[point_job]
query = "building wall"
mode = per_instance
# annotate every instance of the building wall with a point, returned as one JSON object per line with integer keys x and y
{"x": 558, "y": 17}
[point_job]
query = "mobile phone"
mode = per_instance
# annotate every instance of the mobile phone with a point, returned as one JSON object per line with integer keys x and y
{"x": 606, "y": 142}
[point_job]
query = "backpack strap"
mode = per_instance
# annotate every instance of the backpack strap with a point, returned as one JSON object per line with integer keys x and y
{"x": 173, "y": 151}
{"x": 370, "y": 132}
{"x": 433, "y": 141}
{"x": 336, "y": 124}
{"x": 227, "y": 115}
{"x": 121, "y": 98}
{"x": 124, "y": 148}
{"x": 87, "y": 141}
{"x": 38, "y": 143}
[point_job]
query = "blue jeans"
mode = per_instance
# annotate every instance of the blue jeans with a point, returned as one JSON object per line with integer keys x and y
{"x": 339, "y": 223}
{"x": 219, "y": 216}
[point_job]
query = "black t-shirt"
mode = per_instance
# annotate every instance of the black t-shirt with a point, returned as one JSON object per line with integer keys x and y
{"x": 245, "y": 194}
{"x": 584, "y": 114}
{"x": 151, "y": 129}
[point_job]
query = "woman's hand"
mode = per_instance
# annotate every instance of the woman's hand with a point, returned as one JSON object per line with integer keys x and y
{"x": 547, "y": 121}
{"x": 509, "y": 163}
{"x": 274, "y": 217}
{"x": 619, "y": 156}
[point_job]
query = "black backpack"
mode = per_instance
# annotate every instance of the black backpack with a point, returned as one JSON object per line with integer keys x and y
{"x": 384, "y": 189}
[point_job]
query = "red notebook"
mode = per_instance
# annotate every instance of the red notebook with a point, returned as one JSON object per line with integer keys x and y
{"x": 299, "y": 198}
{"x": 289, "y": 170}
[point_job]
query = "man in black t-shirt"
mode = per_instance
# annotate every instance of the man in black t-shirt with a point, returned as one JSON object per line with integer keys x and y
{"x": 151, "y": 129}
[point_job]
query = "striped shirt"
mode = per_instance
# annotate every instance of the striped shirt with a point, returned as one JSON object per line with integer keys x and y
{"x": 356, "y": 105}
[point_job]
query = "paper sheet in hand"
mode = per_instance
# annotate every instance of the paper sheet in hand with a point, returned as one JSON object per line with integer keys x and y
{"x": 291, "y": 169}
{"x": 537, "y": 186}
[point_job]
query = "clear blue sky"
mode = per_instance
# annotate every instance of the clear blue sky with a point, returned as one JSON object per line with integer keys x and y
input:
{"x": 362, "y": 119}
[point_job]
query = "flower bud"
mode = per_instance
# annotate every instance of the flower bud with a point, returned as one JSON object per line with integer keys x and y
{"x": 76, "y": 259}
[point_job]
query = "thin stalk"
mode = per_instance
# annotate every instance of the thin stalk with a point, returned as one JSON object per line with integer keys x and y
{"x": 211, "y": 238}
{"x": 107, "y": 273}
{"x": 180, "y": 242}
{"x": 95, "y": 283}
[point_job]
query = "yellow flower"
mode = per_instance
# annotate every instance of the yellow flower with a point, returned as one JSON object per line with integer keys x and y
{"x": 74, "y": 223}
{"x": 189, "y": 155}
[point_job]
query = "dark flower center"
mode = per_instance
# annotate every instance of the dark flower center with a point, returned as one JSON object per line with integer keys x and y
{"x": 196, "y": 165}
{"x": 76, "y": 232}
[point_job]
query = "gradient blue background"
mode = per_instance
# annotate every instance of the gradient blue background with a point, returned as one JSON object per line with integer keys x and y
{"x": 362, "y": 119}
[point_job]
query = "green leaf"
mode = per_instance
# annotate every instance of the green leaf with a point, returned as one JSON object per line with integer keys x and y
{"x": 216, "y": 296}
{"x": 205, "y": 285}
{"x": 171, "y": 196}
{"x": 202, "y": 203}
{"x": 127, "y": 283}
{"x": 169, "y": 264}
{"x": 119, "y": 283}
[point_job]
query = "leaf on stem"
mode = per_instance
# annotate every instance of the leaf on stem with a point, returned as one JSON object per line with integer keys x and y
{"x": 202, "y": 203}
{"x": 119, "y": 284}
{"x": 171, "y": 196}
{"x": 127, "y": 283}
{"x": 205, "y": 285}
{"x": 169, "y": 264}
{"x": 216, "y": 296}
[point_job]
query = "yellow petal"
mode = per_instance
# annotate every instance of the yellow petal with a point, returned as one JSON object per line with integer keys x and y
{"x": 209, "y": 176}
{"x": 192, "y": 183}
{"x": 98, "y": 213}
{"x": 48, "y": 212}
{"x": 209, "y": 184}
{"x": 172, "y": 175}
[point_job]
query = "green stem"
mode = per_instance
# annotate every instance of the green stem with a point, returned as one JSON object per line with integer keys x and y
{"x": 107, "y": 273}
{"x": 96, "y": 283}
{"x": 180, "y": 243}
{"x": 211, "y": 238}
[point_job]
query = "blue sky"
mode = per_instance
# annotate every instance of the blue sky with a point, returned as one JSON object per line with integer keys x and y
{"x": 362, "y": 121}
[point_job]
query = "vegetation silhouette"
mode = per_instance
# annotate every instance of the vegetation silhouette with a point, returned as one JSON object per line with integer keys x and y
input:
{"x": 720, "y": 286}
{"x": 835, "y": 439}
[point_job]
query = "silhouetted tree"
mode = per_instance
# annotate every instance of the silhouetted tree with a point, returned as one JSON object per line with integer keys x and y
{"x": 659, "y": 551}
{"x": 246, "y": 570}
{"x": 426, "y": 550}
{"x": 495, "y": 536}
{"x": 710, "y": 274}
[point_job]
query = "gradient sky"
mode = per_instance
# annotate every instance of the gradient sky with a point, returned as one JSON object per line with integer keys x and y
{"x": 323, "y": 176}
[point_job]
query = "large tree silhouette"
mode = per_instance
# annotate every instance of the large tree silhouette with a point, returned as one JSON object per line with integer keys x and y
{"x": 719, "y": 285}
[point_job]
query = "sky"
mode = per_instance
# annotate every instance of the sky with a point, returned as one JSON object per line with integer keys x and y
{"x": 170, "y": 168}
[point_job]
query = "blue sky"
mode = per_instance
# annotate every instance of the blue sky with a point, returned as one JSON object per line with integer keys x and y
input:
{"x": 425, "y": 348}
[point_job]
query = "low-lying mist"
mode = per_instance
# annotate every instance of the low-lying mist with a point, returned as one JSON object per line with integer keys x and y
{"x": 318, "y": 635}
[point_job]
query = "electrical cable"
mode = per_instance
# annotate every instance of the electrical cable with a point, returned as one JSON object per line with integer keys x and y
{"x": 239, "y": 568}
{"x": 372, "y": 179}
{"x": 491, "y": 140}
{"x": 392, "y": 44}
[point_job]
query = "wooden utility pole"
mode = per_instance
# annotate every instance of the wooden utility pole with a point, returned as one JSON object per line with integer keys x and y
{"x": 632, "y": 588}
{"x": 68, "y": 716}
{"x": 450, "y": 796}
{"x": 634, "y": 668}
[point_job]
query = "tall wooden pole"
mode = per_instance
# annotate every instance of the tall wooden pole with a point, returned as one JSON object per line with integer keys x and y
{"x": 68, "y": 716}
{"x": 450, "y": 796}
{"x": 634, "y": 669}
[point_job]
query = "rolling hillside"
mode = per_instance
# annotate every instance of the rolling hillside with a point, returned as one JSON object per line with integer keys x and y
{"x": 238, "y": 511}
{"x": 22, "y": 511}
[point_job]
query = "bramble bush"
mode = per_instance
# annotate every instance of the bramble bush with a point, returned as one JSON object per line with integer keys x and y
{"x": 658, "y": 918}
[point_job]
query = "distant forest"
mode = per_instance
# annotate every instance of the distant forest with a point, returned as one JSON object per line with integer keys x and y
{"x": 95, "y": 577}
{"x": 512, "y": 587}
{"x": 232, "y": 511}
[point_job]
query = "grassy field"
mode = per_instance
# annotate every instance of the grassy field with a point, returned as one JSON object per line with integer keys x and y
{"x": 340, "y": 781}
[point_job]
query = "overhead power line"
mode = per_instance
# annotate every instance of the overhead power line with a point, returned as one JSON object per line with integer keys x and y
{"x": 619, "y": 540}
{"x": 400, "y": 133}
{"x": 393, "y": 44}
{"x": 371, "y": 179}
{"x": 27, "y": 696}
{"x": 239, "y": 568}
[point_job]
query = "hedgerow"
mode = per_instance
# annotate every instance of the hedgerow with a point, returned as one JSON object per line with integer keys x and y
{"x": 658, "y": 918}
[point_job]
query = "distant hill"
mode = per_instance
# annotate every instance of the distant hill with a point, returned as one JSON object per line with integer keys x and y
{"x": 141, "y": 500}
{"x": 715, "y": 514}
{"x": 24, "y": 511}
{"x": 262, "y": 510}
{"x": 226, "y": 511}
^^^^^^^^
_AIM OF THE TASK_.
Locate each line of the listing above that contains the word "background", and copy those lines.

_REPLY TO THE EXERCISE_.
query = "gradient blue background"
# annotate every instance of the gradient blue background with a point, returned as one JSON object per line with integer keys x and y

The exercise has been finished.